**Problem description**. For the data below, report the number of lines that contain the string "door" and nothing else.

Source information: Begin

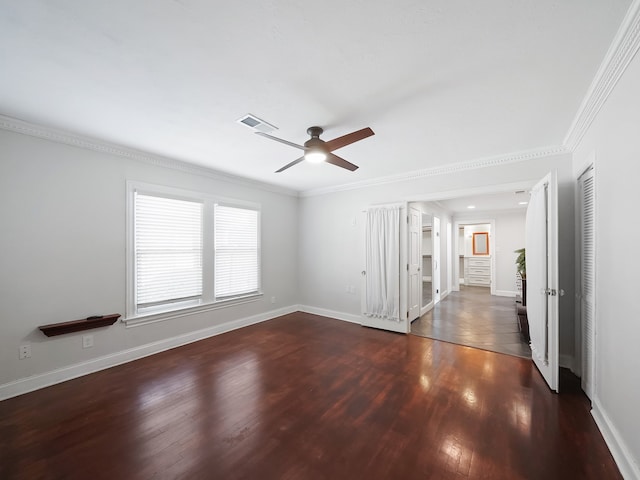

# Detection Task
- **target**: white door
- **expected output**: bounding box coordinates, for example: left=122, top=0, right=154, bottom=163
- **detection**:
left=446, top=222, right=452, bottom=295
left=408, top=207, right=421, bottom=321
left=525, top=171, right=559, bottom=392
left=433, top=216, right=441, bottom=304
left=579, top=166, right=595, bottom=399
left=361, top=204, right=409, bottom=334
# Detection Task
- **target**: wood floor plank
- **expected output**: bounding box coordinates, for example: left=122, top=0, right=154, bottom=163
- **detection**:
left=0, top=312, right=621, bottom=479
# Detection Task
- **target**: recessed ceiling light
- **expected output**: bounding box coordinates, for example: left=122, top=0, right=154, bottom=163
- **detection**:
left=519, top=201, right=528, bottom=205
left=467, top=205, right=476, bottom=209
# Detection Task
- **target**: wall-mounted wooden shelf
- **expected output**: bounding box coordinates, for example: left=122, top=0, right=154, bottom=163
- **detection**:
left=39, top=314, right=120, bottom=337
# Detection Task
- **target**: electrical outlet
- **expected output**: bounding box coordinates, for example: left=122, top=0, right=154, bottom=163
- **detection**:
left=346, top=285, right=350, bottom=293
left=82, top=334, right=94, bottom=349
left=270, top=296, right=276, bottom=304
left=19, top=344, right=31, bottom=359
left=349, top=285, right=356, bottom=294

Source information: End
Source information: Begin

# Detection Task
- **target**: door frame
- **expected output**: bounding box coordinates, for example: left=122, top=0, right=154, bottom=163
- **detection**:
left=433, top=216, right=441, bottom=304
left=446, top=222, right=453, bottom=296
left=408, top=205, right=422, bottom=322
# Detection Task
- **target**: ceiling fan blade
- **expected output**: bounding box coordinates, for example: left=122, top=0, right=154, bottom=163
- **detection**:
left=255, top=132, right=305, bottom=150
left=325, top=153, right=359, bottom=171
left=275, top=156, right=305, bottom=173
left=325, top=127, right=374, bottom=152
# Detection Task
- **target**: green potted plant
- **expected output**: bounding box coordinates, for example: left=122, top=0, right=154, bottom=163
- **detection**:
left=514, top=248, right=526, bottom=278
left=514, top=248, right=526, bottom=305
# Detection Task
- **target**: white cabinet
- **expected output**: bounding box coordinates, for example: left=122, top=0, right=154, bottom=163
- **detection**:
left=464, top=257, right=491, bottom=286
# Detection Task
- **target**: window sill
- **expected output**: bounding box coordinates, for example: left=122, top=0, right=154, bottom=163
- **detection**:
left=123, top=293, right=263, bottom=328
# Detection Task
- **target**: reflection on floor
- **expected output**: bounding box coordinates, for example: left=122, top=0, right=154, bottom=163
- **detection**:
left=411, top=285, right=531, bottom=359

Source information: End

**Expected answer**. 2